**What you will do**
Set down exactly the lines that run from the line with "Where can the trousers" to the end of the data, and nothing else.

**Source material**
— begin —
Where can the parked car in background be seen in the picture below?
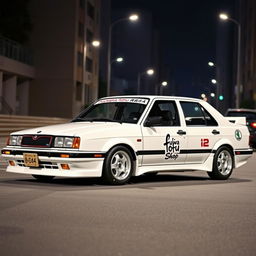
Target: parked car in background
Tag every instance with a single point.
(250, 115)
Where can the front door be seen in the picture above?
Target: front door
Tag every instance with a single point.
(163, 142)
(202, 132)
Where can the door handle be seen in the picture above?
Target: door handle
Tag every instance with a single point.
(215, 132)
(180, 132)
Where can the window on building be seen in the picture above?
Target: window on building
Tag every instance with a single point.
(90, 10)
(79, 59)
(89, 65)
(82, 4)
(196, 115)
(78, 91)
(81, 30)
(89, 36)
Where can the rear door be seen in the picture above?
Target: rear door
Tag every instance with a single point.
(163, 143)
(202, 132)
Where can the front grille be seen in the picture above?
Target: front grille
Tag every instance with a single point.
(45, 165)
(43, 141)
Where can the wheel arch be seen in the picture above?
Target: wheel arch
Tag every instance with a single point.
(221, 143)
(132, 151)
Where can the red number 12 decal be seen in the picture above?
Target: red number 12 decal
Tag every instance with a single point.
(204, 142)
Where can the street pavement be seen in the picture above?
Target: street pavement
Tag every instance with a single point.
(171, 214)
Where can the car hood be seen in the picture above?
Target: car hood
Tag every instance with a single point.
(73, 129)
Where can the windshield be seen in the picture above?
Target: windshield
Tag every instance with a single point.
(122, 111)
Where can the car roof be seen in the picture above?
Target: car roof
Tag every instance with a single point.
(241, 110)
(154, 97)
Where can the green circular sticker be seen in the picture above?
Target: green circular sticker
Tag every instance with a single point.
(238, 134)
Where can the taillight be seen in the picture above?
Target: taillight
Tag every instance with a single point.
(253, 125)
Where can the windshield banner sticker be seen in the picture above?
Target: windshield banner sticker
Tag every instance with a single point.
(124, 100)
(172, 148)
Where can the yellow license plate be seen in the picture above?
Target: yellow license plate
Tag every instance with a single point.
(31, 160)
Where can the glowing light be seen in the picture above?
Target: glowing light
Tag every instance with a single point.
(150, 72)
(133, 17)
(223, 16)
(96, 43)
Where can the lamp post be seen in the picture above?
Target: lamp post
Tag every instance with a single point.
(225, 17)
(118, 60)
(163, 85)
(132, 18)
(149, 72)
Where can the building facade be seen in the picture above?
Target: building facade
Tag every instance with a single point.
(63, 76)
(248, 53)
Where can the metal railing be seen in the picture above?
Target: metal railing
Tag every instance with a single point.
(15, 51)
(4, 106)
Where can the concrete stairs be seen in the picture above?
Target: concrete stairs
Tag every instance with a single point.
(12, 123)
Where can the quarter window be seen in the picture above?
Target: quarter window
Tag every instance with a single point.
(196, 115)
(167, 110)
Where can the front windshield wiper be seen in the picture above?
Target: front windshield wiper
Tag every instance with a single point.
(99, 119)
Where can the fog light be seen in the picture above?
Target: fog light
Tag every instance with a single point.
(65, 166)
(12, 163)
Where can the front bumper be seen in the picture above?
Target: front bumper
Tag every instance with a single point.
(80, 163)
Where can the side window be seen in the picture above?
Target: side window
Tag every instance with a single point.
(167, 110)
(196, 115)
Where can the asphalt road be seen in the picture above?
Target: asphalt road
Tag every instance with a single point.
(173, 214)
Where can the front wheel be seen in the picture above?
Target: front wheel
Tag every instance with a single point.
(118, 166)
(43, 178)
(223, 163)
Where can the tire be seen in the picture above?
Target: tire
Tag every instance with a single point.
(223, 164)
(43, 178)
(118, 166)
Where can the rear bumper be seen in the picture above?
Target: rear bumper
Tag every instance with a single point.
(80, 164)
(241, 156)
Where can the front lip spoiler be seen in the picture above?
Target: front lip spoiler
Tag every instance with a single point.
(56, 154)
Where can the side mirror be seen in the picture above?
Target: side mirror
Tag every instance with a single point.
(153, 121)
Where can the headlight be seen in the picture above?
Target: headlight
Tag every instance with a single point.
(58, 142)
(15, 140)
(67, 142)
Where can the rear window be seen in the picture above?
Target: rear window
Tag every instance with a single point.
(248, 115)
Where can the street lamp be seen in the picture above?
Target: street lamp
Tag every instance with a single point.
(211, 64)
(214, 81)
(163, 85)
(132, 18)
(96, 43)
(149, 72)
(203, 95)
(225, 17)
(118, 59)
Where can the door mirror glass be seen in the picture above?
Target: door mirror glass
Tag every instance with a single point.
(153, 121)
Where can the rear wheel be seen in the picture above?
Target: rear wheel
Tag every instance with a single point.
(43, 178)
(118, 166)
(223, 163)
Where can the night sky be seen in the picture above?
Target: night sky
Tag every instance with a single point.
(188, 32)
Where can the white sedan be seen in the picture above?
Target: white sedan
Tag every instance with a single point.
(119, 137)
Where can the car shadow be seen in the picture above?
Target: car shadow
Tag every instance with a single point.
(143, 182)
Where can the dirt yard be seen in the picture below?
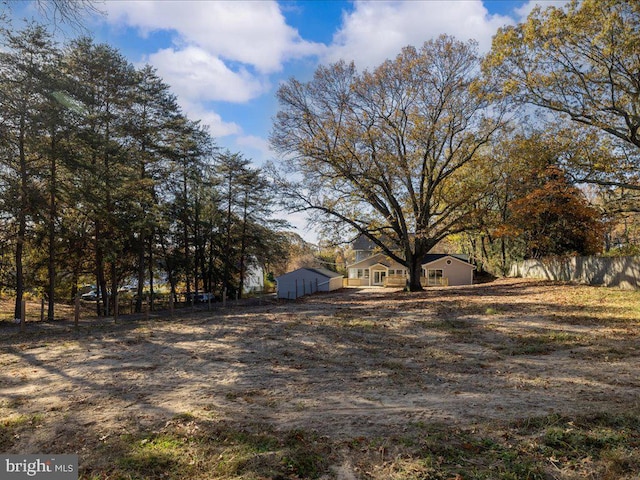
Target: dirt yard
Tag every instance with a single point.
(363, 383)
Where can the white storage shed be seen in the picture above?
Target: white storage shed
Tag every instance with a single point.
(305, 281)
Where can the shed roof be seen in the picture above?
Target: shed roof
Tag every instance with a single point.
(318, 271)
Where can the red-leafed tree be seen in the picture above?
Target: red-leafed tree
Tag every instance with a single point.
(554, 217)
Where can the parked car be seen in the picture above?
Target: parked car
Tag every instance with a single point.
(91, 296)
(202, 297)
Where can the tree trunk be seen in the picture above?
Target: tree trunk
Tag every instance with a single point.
(52, 234)
(151, 292)
(22, 221)
(141, 273)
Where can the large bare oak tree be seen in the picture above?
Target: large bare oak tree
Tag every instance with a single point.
(393, 153)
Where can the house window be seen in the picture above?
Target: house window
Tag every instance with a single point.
(358, 273)
(434, 277)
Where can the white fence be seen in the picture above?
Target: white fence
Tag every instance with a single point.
(620, 272)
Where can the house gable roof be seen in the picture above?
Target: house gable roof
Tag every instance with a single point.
(372, 260)
(434, 257)
(325, 272)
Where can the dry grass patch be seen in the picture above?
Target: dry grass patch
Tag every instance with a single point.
(510, 380)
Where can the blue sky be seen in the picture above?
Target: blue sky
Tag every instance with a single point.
(225, 59)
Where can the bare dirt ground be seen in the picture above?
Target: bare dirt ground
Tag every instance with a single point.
(355, 364)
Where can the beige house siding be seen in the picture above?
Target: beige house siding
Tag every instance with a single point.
(372, 271)
(379, 270)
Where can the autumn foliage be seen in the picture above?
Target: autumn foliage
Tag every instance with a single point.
(554, 217)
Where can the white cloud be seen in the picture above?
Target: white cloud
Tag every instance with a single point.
(523, 11)
(377, 30)
(258, 144)
(217, 127)
(253, 33)
(194, 73)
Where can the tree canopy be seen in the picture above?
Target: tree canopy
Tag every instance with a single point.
(390, 153)
(582, 62)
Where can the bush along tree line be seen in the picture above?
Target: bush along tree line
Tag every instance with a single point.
(530, 151)
(102, 177)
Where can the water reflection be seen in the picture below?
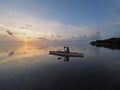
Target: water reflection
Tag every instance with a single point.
(31, 67)
(20, 53)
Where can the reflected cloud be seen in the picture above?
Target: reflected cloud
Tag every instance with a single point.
(21, 53)
(9, 33)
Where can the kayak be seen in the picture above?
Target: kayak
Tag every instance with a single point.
(70, 54)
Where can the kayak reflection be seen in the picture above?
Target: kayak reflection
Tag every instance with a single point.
(65, 56)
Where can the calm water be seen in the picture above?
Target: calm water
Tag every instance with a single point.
(30, 67)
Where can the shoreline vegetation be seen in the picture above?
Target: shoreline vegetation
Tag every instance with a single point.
(111, 43)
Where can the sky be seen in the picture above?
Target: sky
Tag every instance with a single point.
(36, 20)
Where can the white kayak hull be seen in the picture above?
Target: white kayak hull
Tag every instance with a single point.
(61, 53)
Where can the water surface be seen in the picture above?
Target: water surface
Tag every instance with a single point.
(28, 67)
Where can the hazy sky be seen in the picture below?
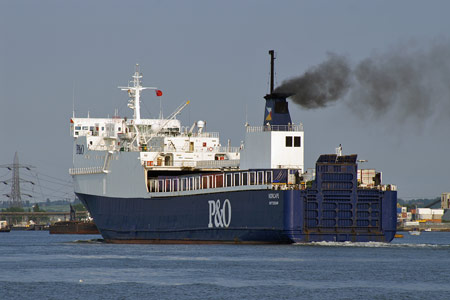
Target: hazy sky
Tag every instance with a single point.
(214, 53)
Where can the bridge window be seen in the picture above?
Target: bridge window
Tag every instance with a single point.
(289, 141)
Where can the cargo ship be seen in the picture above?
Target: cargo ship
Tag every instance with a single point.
(156, 181)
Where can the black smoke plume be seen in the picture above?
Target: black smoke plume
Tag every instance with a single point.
(320, 85)
(405, 80)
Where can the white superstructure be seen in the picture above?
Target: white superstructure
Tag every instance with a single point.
(118, 156)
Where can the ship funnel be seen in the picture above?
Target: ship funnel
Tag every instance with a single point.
(276, 111)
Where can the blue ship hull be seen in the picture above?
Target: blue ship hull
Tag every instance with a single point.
(250, 216)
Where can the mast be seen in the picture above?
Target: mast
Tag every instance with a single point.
(134, 92)
(272, 67)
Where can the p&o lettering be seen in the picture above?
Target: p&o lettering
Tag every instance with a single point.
(219, 215)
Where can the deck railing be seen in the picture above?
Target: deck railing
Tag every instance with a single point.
(210, 181)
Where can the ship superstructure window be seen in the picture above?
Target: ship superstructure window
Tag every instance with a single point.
(289, 141)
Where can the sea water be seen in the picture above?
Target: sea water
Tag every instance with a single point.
(37, 265)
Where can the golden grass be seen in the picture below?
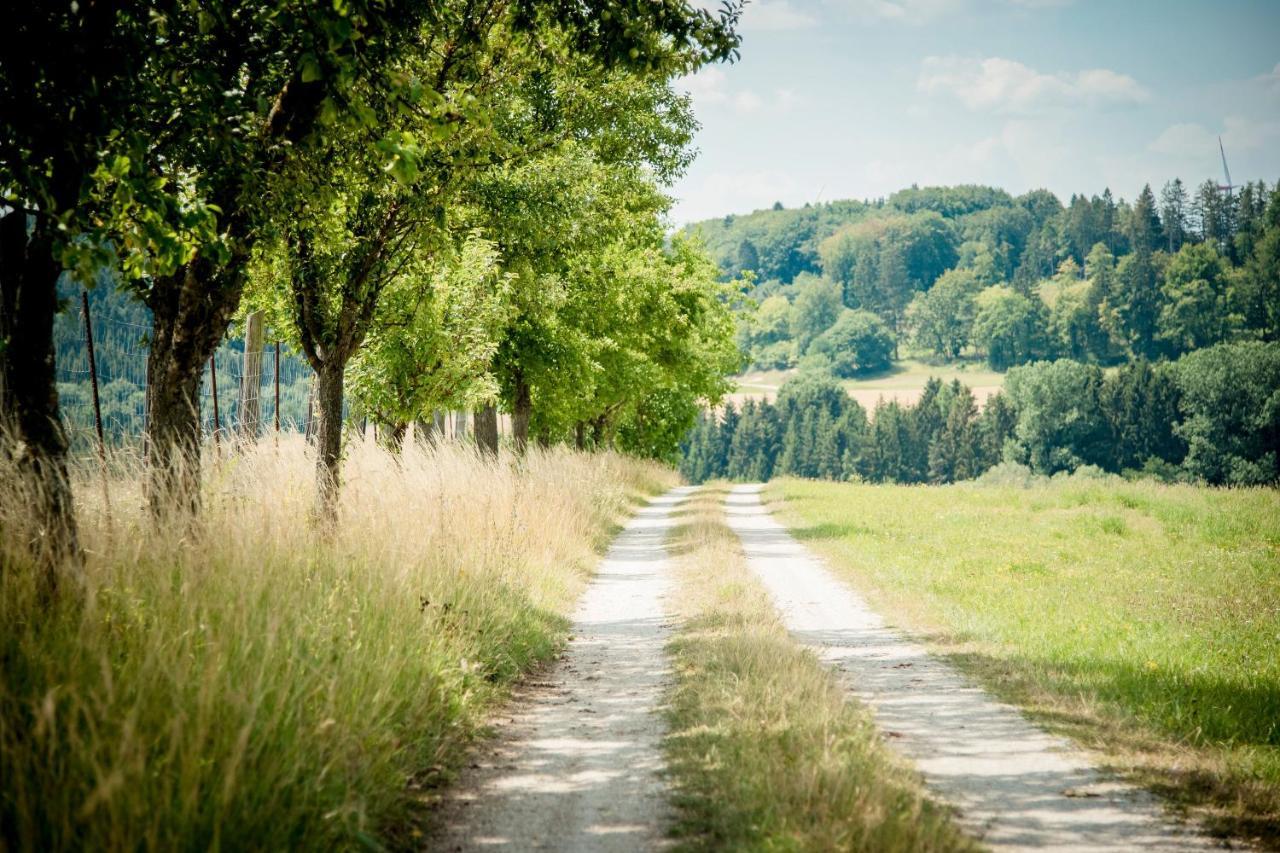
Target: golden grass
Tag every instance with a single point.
(1141, 619)
(252, 683)
(766, 752)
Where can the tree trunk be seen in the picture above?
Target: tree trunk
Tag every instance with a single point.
(329, 391)
(31, 428)
(598, 428)
(251, 379)
(521, 409)
(424, 432)
(392, 436)
(190, 311)
(173, 429)
(487, 429)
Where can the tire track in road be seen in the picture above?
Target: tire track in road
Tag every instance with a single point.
(580, 765)
(1015, 785)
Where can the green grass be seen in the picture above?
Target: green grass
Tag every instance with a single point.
(766, 752)
(254, 684)
(1141, 619)
(903, 381)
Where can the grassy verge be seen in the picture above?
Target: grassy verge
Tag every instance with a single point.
(764, 749)
(254, 684)
(1141, 619)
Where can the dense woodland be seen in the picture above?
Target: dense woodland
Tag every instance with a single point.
(1139, 336)
(437, 205)
(973, 270)
(1210, 416)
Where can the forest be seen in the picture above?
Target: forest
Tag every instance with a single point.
(433, 208)
(1137, 337)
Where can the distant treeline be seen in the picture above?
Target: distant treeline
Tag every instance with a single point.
(1214, 415)
(1014, 279)
(122, 331)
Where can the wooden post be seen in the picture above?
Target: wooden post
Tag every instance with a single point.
(251, 379)
(146, 413)
(97, 406)
(92, 375)
(277, 387)
(311, 396)
(213, 381)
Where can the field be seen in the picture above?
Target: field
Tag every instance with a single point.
(257, 683)
(903, 382)
(1142, 620)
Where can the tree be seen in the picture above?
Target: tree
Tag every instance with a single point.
(1060, 418)
(1142, 227)
(1257, 284)
(1006, 327)
(1141, 406)
(1230, 406)
(856, 343)
(73, 109)
(1075, 316)
(954, 455)
(433, 338)
(942, 316)
(1132, 313)
(1196, 311)
(1173, 214)
(817, 306)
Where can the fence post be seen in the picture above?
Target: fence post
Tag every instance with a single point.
(251, 379)
(277, 387)
(97, 405)
(213, 381)
(311, 395)
(146, 410)
(92, 375)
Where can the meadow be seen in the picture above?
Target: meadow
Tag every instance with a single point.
(903, 382)
(1141, 619)
(252, 680)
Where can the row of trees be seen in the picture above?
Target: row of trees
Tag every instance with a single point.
(440, 200)
(959, 269)
(1212, 415)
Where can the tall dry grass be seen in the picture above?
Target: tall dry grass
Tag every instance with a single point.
(255, 682)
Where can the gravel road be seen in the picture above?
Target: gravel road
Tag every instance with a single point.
(1015, 785)
(579, 767)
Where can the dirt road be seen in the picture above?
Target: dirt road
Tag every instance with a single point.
(1015, 785)
(579, 767)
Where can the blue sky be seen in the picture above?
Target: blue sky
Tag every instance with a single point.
(854, 99)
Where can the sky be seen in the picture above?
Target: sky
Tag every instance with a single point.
(855, 99)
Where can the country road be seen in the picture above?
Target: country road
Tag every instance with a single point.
(579, 767)
(1016, 788)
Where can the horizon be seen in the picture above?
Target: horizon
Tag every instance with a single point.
(1072, 96)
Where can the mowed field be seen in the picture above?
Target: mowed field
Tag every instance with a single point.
(904, 382)
(1143, 620)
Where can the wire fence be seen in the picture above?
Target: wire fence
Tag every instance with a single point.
(282, 389)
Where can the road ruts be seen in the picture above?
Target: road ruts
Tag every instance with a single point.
(1016, 788)
(580, 765)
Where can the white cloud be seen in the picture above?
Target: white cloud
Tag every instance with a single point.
(1008, 86)
(908, 12)
(721, 192)
(776, 14)
(709, 89)
(1193, 141)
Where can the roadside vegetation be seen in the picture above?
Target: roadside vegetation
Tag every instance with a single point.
(766, 751)
(1141, 619)
(254, 682)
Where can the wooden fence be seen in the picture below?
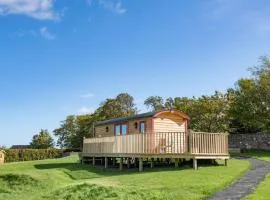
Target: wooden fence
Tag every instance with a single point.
(159, 143)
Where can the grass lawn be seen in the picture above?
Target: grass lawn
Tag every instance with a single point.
(263, 190)
(66, 179)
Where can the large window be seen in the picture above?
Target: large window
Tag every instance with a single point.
(117, 130)
(142, 127)
(121, 129)
(124, 129)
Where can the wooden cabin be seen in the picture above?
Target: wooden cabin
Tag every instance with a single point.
(154, 135)
(2, 157)
(146, 123)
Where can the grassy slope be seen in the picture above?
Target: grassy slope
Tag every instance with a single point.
(65, 179)
(263, 190)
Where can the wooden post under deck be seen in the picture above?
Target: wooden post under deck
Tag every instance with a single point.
(152, 163)
(93, 161)
(140, 164)
(114, 161)
(121, 164)
(128, 163)
(195, 166)
(106, 162)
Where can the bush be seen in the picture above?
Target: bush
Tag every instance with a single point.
(15, 155)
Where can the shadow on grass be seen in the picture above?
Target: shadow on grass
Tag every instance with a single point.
(85, 171)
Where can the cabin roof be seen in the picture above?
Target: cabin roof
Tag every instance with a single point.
(138, 116)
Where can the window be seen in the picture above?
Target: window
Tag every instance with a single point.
(120, 129)
(117, 130)
(142, 127)
(124, 129)
(136, 125)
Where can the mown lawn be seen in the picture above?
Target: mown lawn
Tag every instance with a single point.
(66, 179)
(263, 190)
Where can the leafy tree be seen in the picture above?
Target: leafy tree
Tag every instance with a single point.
(207, 113)
(73, 129)
(121, 106)
(43, 140)
(155, 103)
(66, 131)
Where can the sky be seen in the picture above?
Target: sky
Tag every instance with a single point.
(60, 57)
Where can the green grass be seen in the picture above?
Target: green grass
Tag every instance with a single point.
(263, 190)
(66, 179)
(262, 155)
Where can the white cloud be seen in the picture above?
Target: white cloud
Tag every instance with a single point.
(85, 110)
(110, 5)
(44, 32)
(38, 9)
(247, 15)
(87, 95)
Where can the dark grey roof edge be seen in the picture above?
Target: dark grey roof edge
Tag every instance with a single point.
(122, 119)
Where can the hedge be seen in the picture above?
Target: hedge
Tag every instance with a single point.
(15, 155)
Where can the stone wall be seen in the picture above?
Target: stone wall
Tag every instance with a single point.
(250, 141)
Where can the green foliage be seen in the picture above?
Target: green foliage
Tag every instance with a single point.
(121, 106)
(155, 103)
(43, 140)
(207, 113)
(250, 106)
(72, 130)
(15, 155)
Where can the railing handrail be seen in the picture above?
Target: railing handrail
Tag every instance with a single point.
(161, 142)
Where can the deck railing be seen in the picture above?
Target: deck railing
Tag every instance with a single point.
(159, 143)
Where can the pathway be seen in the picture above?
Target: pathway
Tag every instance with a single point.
(247, 183)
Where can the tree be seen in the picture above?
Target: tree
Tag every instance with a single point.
(207, 113)
(74, 128)
(251, 100)
(155, 103)
(43, 140)
(121, 106)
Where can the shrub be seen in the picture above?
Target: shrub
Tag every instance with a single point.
(15, 155)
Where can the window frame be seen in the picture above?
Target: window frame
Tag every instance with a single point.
(121, 129)
(142, 122)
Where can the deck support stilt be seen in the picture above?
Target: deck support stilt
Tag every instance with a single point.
(195, 166)
(176, 162)
(128, 163)
(114, 162)
(93, 161)
(106, 162)
(121, 164)
(140, 164)
(152, 163)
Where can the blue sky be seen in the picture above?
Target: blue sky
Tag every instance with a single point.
(64, 57)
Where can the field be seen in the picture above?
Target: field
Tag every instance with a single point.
(66, 179)
(262, 192)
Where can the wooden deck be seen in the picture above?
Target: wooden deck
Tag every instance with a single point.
(172, 145)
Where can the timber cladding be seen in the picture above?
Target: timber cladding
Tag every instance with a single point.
(159, 121)
(133, 127)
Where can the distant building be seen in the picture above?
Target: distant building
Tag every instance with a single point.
(20, 147)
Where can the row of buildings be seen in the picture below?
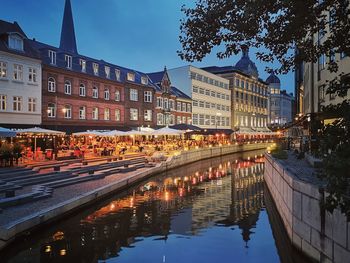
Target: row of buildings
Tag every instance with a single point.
(58, 88)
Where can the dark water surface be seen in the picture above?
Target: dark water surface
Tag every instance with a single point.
(215, 210)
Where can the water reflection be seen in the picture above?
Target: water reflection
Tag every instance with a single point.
(221, 194)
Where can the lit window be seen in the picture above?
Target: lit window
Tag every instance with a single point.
(95, 92)
(32, 104)
(82, 90)
(95, 68)
(133, 94)
(68, 60)
(148, 115)
(144, 80)
(117, 74)
(148, 96)
(17, 72)
(51, 87)
(117, 95)
(83, 65)
(51, 110)
(67, 111)
(106, 94)
(17, 103)
(32, 75)
(67, 87)
(95, 113)
(134, 114)
(117, 115)
(107, 71)
(3, 69)
(106, 114)
(131, 76)
(3, 102)
(15, 42)
(82, 113)
(52, 56)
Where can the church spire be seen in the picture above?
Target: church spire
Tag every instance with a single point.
(68, 42)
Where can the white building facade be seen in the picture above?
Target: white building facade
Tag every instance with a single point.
(20, 79)
(211, 97)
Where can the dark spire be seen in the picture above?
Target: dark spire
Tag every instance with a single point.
(68, 42)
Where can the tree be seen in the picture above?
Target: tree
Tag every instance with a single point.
(277, 28)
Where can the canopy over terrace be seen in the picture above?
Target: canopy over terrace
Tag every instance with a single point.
(7, 133)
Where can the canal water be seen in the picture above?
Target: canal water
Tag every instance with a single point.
(215, 210)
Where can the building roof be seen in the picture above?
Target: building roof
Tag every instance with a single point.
(68, 42)
(273, 79)
(6, 29)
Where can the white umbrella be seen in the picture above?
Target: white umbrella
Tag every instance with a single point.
(7, 133)
(167, 131)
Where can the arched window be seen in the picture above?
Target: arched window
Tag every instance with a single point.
(51, 110)
(67, 87)
(82, 91)
(95, 92)
(117, 95)
(51, 85)
(106, 94)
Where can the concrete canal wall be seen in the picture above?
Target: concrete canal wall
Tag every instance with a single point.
(323, 236)
(37, 218)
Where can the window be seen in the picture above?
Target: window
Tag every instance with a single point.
(17, 72)
(117, 95)
(82, 91)
(144, 80)
(106, 115)
(67, 87)
(51, 110)
(160, 102)
(117, 74)
(130, 76)
(95, 68)
(95, 92)
(68, 60)
(82, 63)
(3, 69)
(117, 114)
(67, 111)
(148, 115)
(133, 94)
(159, 119)
(95, 113)
(106, 94)
(32, 75)
(52, 56)
(15, 42)
(3, 103)
(108, 72)
(148, 96)
(32, 104)
(51, 85)
(82, 113)
(134, 114)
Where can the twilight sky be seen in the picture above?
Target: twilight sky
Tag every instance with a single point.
(139, 34)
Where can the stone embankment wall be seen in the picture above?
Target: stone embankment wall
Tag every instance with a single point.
(323, 236)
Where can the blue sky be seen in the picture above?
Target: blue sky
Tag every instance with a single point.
(139, 34)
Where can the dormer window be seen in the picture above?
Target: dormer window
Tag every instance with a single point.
(52, 56)
(95, 68)
(83, 65)
(144, 80)
(68, 60)
(117, 74)
(131, 76)
(15, 42)
(107, 71)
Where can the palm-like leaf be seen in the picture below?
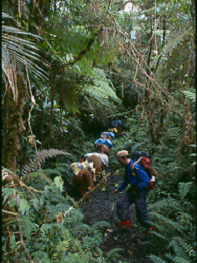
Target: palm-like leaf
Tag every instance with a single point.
(17, 51)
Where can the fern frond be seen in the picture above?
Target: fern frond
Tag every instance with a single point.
(102, 88)
(174, 41)
(167, 222)
(157, 259)
(113, 253)
(173, 133)
(184, 189)
(40, 158)
(190, 95)
(27, 226)
(101, 224)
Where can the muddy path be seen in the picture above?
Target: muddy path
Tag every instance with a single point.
(100, 209)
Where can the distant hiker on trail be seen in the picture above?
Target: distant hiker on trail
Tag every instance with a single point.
(105, 141)
(137, 192)
(109, 135)
(117, 124)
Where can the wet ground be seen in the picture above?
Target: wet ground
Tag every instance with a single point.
(100, 209)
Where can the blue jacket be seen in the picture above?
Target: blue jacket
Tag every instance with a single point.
(119, 123)
(107, 142)
(110, 134)
(141, 179)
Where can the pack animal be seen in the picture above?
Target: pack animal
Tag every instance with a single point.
(102, 148)
(98, 165)
(84, 181)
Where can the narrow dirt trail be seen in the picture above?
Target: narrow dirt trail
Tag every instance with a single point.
(100, 209)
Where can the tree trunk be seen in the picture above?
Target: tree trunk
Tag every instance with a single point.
(12, 126)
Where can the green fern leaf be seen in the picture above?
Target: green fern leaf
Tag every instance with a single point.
(184, 189)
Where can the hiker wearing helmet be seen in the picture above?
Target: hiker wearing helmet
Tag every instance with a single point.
(138, 180)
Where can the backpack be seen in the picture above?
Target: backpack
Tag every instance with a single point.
(144, 160)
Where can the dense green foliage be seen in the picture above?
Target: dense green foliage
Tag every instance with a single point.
(68, 68)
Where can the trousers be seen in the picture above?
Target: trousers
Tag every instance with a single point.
(139, 199)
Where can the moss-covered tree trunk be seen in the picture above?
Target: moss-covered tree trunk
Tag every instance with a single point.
(13, 126)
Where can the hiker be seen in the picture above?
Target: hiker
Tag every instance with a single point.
(117, 124)
(109, 135)
(105, 141)
(137, 192)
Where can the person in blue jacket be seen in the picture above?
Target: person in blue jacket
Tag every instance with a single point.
(107, 142)
(137, 192)
(109, 135)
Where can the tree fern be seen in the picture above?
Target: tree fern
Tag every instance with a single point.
(102, 88)
(184, 189)
(40, 157)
— end —
**Solution**
Where can the trousers be seen in the picture above?
Target: trousers
Tag every instance with a single point.
(139, 199)
Where can the moss-covered tree trunk be seen in the picture above?
Target: moss-covered tree trunk
Tag every instance with a single point.
(13, 126)
Where can the hiker be seen in the picture above?
Target: hiker
Tag every instance with a single point.
(117, 124)
(109, 135)
(105, 141)
(137, 192)
Where can the person in blue jacket be seen in the picture above?
Target: person in blue jacket
Tag every instance with a single point.
(107, 142)
(137, 192)
(109, 135)
Where can the tree fern be seen in the picture above?
Target: tree fern
Tag every instance with a single point.
(102, 88)
(184, 189)
(40, 157)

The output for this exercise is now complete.